Short exercise 1: Copy out the section of the interview about Flake starting with "Out of my front" and going on through "do you think?", reproducing it verbatim.

A few lines of Flake with Ian Hough

Ian Hough v TGH

You shouldn’t judge a book by its cover – but TGH can confirm selecting one on the basis of it’s spine works just fine.

Truth be told, it was three tell-tale adidas stripes secreted on the side of Ian Hough’s opening offering “Perry Boys”  that sold it to The Gear Hunter – and thank fuck for that, because it’s one of the best books ever written. Perry Boys Abroad wasn’t half bad either.

When TGH heard Hough had a novel out, we thought we’d best have a word like…

We like smugglers, stoners, purveyors of assorted intoxicants, outlaws and the kind of well-made clobber we imagine Scott of the Antarctic would sport were he around today. Will we find anything in Flake we like, then?

Probably nothing in the clobber department, but I imagine plenty in the outlaw, drug-dealing, smuggling and intoxicant departments. It’s the story of a bloke transplanted from Manchester to the wilds of New England who finds himself in the middle of a gang war between his biker mates and the local mafia.

All the characters are based on people I know or have known, some better than others. The main characters are involved in smuggling cocaine from Mexico into the US and then transporting it to the northeast, where the gang is based. They also grow a fair bit of choice herb but as Flake is set in the wintertime it’s an indoor operation. There’s a lot of gun talk and gun play, which is also based on some real things, to some extent. I like to think of it as a biker story without bikes.

Looking out Studio 2b window in the Heed, we can see a bookies, and the Nisa shop on the corner. And a barbers’, and some cars. What can you see out of yours – and did your current environment fuel you dreaming Flake up?

Out of my front window is a large cornfield, which in winter is a white expanse of snow. Out the back I can see a forest, over my back fence, which has provided me five winters’ worth of firewood for our woodstove. We’re on the northern edge of Greater Hartford, Connecticut, where the urbane meets the coyotes. I used this house and its surroundings as the protagonist’s house, but the outside scenes and everything else were all visualised about 45 minutes north, in Western Massachusetts. I lived there for six years between 2001 and 2007, and it is a place very close to my heart.

Perry Boys and Perry Boys Abroad proved fact can sometimes be stranger than fiction.
Did that make writing Flake harder or easier, do you think?

I wrote Perry Boys in a kind of psychedelic floodgate, like all this information and detail that just poured out onto the page, very unselfconsciously. I think it had to come out, like technicoloured pus from the festering bite of some alien insect. Being outside the UK I was unaware that the culture had already been documented by others, which helped to make my voice all the more different.

By the time I was writing Perry Boys Abroad I’d read some of the other books and spent a lot of time consciously pondering the whole business quite obsessively. I think this resulted in a more normal book, which I regret a bit. I should have just carried on where I left off and not gave a fuck what anyone else had to say about it. I still have some unused chapters from the original Perry Boys manuscript, that Pete Walsh at Milo said were just too barmy to include; one about a time machine, one about a wanking machine, and a couple of others about other daft stuff. I’ll probably make them into short stories.

Records shown:
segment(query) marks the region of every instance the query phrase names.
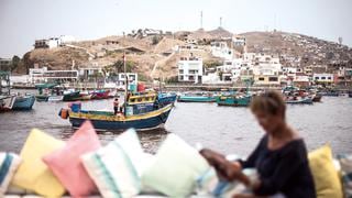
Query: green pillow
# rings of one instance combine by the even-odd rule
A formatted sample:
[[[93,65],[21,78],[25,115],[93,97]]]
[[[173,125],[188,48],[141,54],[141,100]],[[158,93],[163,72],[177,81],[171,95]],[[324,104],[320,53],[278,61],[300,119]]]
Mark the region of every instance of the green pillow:
[[[169,197],[187,197],[196,189],[197,178],[209,169],[207,161],[175,134],[169,134],[142,175],[142,183]]]

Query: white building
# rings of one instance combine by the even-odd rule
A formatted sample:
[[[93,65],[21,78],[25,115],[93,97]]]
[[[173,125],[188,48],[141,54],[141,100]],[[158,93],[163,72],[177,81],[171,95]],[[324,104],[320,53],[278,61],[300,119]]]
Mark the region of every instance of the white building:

Short exercise 2: Reproduce every one of the entries shown above word for word, omitting the pictures.

Complete answer 1:
Out of my front window is a large cornfield, which in winter is a white expanse of snow. Out the back I can see a forest, over my back fence, which has provided me five winters’ worth of firewood for our woodstove. We’re on the northern edge of Greater Hartford, Connecticut, where the urbane meets the coyotes. I used this house and its surroundings as the protagonist’s house, but the outside scenes and everything else were all visualised about 45 minutes north, in Western Massachusetts. I lived there for six years between 2001 and 2007, and it is a place very close to my heart.

Perry Boys and Perry Boys Abroad proved fact can sometimes be stranger than fiction.
Did that make writing Flake harder or easier, do you think?

Complete answer 2:
segment(query) marks the region of every instance the query phrase names.
Query: green pillow
# rings of one instance combine by the even-odd rule
A formatted sample:
[[[93,65],[21,78],[25,115],[93,97]]]
[[[173,125],[188,48],[141,54],[141,100]],[[158,93],[163,72],[177,81],[171,95]],[[324,104],[320,53],[278,61],[300,119]]]
Mark the region of every instance of the green pillow:
[[[169,197],[187,197],[196,189],[197,178],[209,169],[207,161],[175,134],[169,134],[142,175],[142,183]]]

Query: white building
# rings of one instance combine by the even-odd rule
A formatted sample:
[[[93,65],[21,78],[25,115],[93,97]]]
[[[173,125],[188,48],[141,54],[141,100]],[[158,93],[163,72],[177,81],[171,95]],[[324,104],[320,53],[278,61],[300,119]]]
Mark the region of every instance of the white building:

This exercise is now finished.